Source passage start
In addition to the sf library, we want to add in the tidyverse library that will allow us to use the pipe function (%>%), among other things, within our work and enable more efficient programming. We are likely going to need some additional libraries to help further manipulate or visualise our data sets as we move forward with our processing - we’ll add these in now, but explain them in a little more detail as we get to use them in our code. These libraries include: units and tmap.

Note
Prior to the sf library, which was introduced to R-Studio in 2017, the sp library was the main spatial library used in R-Studio. As a result, you may see older code or scripts using the sp to handle spatial data. sf has replaced sp as the default spatial library as it works better with the tidyverse way of doing things. Ultimately, you can convert between the two library formats (and some other libraries we will use later on in the term still only work with sp) - but it is best practice to try to use the sf library in your code moving forward.

As a result, the top of our script should look something like:

# libraries
library(tidyverse)
library(sf)
library(tmap)
library(units)

1.7 Loading our data sets

For this analysis we have three different data sets available: schools in London, greenspace in London (split into two separate data sets), and wards (an administrative geography) in London. All three of our data sets are provided as shapefiles which will make working with the data relatively straight-forward (e.g. even for our point data, the schools, we do not need to convert them from a csv as we often find with this type of data). But we’ll need to do quite a few steps of processing to get our final data set.

Let’s go ahead and load our three variables - we will use the sf library st_read() command to load our data sets into variables for use within our code:

# load london schools
london_schools <- st_read('data/schools/school_data_london_2016.shp')
Source passage end
* _Exercise_
Repeat the passage on setting up R spatial libraries, everything from "As a result, the" down to "final data set.", substituting "Manchester" for "London" throughout.
Provided material start
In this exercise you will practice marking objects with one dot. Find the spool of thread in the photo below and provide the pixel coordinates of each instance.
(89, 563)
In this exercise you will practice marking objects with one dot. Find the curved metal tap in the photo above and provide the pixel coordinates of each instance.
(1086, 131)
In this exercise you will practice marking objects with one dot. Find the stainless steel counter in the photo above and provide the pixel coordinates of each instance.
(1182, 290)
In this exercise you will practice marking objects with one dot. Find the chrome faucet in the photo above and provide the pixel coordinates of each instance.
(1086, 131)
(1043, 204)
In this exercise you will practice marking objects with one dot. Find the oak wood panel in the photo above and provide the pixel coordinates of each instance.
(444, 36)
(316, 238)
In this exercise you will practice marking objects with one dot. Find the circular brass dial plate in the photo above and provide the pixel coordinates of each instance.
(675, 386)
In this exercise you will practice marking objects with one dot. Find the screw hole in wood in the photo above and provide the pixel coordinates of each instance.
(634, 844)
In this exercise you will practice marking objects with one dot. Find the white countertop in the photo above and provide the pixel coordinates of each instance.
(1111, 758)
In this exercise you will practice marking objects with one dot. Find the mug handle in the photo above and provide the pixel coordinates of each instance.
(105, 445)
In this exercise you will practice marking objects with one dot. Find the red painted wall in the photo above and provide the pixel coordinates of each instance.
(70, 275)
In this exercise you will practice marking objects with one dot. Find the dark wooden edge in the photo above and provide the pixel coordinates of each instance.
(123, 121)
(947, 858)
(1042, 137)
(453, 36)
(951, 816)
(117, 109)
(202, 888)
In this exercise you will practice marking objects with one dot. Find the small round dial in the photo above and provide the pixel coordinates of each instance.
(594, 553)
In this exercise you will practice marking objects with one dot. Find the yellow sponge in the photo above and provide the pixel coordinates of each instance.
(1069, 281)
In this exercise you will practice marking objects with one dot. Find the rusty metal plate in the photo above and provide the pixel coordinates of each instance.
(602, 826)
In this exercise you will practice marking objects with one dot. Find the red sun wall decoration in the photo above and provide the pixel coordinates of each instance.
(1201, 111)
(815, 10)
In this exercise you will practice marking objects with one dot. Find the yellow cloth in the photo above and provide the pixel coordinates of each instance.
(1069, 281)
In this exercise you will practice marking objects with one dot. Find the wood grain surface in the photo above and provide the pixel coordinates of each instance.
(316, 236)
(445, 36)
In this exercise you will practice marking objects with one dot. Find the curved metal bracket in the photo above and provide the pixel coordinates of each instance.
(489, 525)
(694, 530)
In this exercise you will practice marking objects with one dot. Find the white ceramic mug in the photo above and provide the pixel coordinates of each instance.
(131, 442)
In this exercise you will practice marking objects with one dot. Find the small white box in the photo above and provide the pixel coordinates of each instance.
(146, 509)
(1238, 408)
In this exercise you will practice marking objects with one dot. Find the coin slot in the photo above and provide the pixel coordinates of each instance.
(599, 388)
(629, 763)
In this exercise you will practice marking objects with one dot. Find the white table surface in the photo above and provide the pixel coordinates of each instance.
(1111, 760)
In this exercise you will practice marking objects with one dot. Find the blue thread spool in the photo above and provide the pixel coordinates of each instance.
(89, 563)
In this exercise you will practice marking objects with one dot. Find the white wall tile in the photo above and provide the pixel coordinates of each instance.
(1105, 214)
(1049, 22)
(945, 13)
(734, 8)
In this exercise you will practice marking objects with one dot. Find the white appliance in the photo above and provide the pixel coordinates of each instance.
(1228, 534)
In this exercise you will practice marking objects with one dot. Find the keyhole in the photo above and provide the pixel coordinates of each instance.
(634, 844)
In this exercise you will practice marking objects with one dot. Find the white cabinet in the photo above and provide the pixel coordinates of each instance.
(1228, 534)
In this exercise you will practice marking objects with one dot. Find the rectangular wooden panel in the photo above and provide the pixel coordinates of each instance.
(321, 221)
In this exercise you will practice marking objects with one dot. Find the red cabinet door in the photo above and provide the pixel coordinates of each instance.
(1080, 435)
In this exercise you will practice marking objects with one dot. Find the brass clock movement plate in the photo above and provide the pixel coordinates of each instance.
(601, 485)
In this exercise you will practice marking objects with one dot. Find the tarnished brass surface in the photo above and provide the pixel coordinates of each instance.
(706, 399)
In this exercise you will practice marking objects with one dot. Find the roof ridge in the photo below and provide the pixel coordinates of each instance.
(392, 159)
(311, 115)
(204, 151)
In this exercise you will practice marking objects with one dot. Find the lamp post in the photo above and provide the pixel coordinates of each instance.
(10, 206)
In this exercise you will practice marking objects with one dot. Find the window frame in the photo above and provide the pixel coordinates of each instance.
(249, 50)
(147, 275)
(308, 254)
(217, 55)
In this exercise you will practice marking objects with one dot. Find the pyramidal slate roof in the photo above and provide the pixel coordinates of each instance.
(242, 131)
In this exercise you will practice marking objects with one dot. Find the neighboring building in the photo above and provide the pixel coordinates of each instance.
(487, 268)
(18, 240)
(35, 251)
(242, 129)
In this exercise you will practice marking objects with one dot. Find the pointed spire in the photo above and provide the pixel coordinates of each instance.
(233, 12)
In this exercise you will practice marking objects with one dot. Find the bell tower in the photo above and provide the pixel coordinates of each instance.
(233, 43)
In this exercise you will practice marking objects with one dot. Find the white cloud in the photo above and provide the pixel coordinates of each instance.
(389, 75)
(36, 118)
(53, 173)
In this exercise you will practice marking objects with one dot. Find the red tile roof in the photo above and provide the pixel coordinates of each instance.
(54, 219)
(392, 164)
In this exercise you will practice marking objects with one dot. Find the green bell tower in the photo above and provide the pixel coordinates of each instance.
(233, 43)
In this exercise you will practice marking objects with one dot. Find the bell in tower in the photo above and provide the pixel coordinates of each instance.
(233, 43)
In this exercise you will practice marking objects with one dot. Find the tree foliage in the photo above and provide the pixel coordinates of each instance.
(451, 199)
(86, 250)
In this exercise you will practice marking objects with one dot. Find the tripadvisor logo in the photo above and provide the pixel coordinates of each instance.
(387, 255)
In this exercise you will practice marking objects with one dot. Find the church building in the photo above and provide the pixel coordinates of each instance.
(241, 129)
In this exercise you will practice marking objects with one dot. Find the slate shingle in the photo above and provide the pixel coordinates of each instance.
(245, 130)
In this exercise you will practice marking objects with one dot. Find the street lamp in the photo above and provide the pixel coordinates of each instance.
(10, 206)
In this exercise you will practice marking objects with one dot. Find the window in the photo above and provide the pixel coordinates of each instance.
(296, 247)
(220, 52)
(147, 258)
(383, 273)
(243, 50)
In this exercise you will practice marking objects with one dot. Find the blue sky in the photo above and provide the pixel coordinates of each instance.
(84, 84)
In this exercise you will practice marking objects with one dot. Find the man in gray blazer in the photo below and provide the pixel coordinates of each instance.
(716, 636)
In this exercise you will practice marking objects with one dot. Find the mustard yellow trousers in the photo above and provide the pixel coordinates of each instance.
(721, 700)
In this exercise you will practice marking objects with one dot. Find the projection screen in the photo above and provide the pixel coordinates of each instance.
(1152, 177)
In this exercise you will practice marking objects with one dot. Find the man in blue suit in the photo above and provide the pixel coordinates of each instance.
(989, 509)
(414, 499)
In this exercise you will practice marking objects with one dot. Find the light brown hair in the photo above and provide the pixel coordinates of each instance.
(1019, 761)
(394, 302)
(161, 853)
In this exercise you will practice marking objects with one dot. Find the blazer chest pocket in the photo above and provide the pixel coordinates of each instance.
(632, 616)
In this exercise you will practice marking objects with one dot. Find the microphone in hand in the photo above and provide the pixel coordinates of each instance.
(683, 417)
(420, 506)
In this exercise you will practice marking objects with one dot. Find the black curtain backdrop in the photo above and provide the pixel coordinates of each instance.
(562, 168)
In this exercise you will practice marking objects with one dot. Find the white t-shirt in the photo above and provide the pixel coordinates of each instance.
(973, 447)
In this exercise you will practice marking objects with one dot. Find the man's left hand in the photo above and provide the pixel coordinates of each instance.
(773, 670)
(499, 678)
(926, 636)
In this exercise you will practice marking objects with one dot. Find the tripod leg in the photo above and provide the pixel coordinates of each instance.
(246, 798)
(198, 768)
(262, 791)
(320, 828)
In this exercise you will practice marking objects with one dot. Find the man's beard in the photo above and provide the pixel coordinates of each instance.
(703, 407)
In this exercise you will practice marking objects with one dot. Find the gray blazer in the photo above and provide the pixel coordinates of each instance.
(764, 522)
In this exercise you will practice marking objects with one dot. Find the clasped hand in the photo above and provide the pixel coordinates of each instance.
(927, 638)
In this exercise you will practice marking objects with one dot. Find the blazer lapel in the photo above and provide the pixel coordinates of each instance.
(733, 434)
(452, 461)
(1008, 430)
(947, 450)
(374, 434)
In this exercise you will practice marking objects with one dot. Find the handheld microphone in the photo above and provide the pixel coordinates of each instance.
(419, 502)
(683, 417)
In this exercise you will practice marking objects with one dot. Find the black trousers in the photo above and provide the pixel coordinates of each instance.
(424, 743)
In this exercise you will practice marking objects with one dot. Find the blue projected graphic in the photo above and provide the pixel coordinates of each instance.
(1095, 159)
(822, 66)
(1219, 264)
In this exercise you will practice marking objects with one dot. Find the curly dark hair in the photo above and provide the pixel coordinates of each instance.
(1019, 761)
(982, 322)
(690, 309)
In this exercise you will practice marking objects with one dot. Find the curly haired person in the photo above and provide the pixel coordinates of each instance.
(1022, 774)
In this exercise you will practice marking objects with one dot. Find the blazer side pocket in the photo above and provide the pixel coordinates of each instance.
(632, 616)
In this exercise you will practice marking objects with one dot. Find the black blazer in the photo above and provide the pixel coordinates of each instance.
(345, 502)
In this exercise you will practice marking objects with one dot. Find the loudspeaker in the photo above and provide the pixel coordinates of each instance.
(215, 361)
Provided material end
* _Correct result_
As a result, the top of our script should look something like:

# libraries
library(tidyverse)
library(sf)
library(tmap)
library(units)

1.7 Loading our data sets

For this analysis we have three different data sets available: schools in Manchester, greenspace in Manchester (split into two separate data sets), and wards (an administrative geography) in Manchester. All three of our data sets are provided as shapefiles which will make working with the data relatively straight-forward (e.g. even for our point data, the schools, we do not need to convert them from a csv as we often find with this type of data). But we’ll need to do quite a few steps of processing to get our final data set.